--- Recorded data Enclosed Below ---

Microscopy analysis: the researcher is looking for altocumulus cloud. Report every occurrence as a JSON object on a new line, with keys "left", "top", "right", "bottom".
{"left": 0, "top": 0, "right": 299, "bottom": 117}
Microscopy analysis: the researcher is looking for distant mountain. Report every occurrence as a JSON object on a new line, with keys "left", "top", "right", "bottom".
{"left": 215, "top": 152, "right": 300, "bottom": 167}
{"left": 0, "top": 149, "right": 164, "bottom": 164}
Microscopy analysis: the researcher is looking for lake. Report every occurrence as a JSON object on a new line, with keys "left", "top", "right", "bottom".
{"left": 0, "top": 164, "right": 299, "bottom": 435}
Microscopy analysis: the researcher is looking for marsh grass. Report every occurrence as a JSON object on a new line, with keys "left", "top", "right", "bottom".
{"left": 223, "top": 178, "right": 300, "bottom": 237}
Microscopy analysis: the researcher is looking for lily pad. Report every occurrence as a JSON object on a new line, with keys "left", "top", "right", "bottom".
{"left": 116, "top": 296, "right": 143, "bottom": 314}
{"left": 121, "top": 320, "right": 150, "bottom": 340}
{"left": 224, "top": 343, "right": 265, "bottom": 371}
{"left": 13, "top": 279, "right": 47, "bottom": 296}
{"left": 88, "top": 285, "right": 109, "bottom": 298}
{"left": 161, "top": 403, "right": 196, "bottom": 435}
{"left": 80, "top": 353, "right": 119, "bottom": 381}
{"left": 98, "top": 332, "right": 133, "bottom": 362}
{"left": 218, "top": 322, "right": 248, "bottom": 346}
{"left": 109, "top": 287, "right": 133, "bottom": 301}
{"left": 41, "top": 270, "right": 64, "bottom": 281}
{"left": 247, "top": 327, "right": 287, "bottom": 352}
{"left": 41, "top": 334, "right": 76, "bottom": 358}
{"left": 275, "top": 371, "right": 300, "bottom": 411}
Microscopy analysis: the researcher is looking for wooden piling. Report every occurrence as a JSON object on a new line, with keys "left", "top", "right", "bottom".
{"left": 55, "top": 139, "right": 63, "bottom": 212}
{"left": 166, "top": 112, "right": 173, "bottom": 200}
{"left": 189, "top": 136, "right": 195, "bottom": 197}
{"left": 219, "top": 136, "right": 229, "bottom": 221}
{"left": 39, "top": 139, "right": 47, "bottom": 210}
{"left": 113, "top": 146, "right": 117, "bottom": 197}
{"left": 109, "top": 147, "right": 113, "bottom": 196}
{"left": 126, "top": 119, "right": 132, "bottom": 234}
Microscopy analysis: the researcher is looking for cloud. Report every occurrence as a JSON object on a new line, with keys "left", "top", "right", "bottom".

--- End of Enclosed Recorded data ---

> _What you need to do_: While keeping every line the same, please copy out all the records.

> _Answer to the exercise_:
Microscopy analysis: the researcher is looking for altocumulus cloud. Report every occurrence as a JSON object on a new line, with keys "left", "top", "right", "bottom".
{"left": 0, "top": 0, "right": 299, "bottom": 117}
Microscopy analysis: the researcher is looking for distant mountain. Report every occurrence as a JSON object on a new line, with keys "left", "top", "right", "bottom".
{"left": 215, "top": 152, "right": 300, "bottom": 167}
{"left": 0, "top": 149, "right": 164, "bottom": 164}
Microscopy analysis: the researcher is looking for lake. Report every occurrence as a JSON object on a new line, with keys "left", "top", "right", "bottom".
{"left": 0, "top": 164, "right": 299, "bottom": 435}
Microscopy analysis: the researcher is looking for marsh grass. Report every occurrence as a JSON object on a new line, with keys "left", "top", "right", "bottom".
{"left": 223, "top": 178, "right": 300, "bottom": 237}
Microscopy analysis: the researcher is looking for lily pad. Report every occurrence as a JSON object on a new line, with keys "left", "top", "right", "bottom".
{"left": 116, "top": 296, "right": 143, "bottom": 314}
{"left": 121, "top": 320, "right": 150, "bottom": 340}
{"left": 224, "top": 343, "right": 265, "bottom": 371}
{"left": 13, "top": 279, "right": 47, "bottom": 296}
{"left": 88, "top": 285, "right": 109, "bottom": 298}
{"left": 161, "top": 403, "right": 196, "bottom": 435}
{"left": 80, "top": 353, "right": 119, "bottom": 381}
{"left": 98, "top": 332, "right": 133, "bottom": 362}
{"left": 218, "top": 322, "right": 248, "bottom": 346}
{"left": 109, "top": 287, "right": 133, "bottom": 301}
{"left": 41, "top": 270, "right": 64, "bottom": 281}
{"left": 247, "top": 327, "right": 287, "bottom": 352}
{"left": 41, "top": 334, "right": 76, "bottom": 358}
{"left": 275, "top": 371, "right": 300, "bottom": 411}
Microscopy analysis: the researcher is looking for wooden piling. Report every occurrence as a JSON object on a new line, with keys "left", "top", "right", "bottom".
{"left": 55, "top": 139, "right": 63, "bottom": 212}
{"left": 166, "top": 112, "right": 173, "bottom": 200}
{"left": 189, "top": 136, "right": 195, "bottom": 197}
{"left": 219, "top": 136, "right": 229, "bottom": 221}
{"left": 39, "top": 139, "right": 47, "bottom": 210}
{"left": 113, "top": 146, "right": 117, "bottom": 197}
{"left": 109, "top": 147, "right": 113, "bottom": 196}
{"left": 126, "top": 119, "right": 132, "bottom": 234}
Microscopy analysis: the researcher is looking for cloud. Report every occurrence as a JSON object on a new line, with keys "left", "top", "right", "bottom".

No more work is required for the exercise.